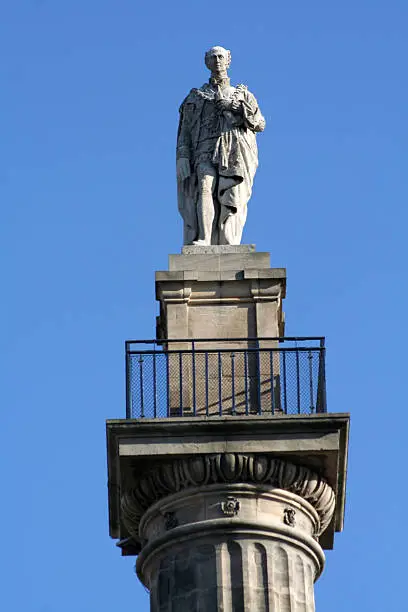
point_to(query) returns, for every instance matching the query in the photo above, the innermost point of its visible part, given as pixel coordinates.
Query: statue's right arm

******

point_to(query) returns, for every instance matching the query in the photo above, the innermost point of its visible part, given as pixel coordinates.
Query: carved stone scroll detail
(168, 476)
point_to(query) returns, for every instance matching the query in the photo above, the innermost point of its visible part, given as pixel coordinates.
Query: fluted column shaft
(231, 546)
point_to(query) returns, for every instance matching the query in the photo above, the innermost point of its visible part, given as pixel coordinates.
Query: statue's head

******

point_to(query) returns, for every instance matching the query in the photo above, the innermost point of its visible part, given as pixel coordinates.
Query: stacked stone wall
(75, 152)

******

> Work to be completed: Find where the line with "Query: fluted column shaft" sits in the material above, then copy exactly from it through the line with "Query: statue's head". Add no other line.

> Answer section:
Query: fluted column shaft
(231, 546)
point_to(query) returns, for every instance matching the query in the photo above, the innermost point of its visible part, given as pixel coordinates.
Query: statue's head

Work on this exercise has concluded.